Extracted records
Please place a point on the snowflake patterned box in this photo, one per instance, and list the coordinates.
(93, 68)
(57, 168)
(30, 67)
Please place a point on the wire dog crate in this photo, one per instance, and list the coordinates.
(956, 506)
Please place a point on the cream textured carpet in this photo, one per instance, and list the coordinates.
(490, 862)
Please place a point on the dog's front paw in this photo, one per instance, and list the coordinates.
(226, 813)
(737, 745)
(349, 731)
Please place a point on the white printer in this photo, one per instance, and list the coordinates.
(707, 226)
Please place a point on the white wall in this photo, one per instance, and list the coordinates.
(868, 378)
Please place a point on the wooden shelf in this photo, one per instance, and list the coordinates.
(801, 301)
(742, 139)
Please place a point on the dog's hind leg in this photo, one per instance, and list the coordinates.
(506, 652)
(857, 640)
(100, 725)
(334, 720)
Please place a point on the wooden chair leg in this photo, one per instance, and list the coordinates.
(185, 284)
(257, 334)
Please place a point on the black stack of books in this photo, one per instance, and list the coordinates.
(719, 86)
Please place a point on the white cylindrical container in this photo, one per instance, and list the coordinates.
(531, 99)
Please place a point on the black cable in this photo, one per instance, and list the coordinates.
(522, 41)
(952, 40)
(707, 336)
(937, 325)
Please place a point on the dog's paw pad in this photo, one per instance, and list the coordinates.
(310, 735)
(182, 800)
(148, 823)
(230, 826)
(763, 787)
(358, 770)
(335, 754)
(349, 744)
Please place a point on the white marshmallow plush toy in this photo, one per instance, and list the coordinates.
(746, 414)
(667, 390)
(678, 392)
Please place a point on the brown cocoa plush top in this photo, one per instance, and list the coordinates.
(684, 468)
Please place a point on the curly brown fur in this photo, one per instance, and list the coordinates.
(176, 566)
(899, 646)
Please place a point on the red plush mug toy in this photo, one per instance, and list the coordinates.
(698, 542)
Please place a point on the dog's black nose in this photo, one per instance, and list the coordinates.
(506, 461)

**TASK DESCRIPTION**
Every line of the data is to be retyped without alteration.

**EXERCISE OUTPUT**
Please place a point on the snowflake patterned box in this photo, one per instance, and list the coordinates.
(93, 68)
(57, 168)
(30, 67)
Please place a point on the wire dog crate in this photo, one per instance, and list the coordinates.
(956, 506)
Please place a point on the cream textured carpet in this photo, one per instance, and list the coordinates.
(490, 862)
Please place a point on the dog's front paw in this photo, one per instance, and list the coordinates.
(226, 813)
(737, 745)
(349, 731)
Please place a point on the white printer in this photo, one per instance, and list the coordinates.
(707, 226)
Please place a point on the white wall in this photo, one per instance, and list the coordinates.
(868, 378)
Please place a point on the wooden shelf in this photo, one per instance, and list the coordinates.
(801, 301)
(742, 139)
Please place a point on the dog's hind leg in this photo, one per instance, and list the coordinates.
(506, 652)
(857, 640)
(100, 725)
(334, 720)
Please place a point on the wooden chair leg in this photo, one per instance, and list the coordinates.
(185, 284)
(257, 334)
Please place a point on the black stack of books in this photo, one per instance, and list the coordinates.
(719, 86)
Please place a point on the white cylindrical container in this photo, one per instance, and list the coordinates.
(531, 99)
Please place a point on the black cable in this photo, one per instance, and list the coordinates.
(522, 41)
(952, 40)
(707, 336)
(937, 325)
Please place a point on the dog's paw pad in this photo, one per instance, and list the coordinates.
(310, 735)
(182, 800)
(148, 823)
(230, 826)
(763, 787)
(358, 770)
(335, 754)
(349, 744)
Please place a point on the white marshmallow plush toy in this photo, one per instance, and list the coordinates.
(746, 414)
(667, 390)
(678, 392)
Please place a point on the brown cocoa plush top in this photo, one per instance, and list the coordinates.
(684, 468)
Please place a point on the curly brown fur in this photo, one per instance, and list the coordinates.
(176, 566)
(899, 646)
Please place a point on the red plush mug toy in this photo, one per instance, and list the coordinates.
(698, 542)
Please place a point on the dog's black nose in this photo, one per instance, and list the coordinates.
(506, 461)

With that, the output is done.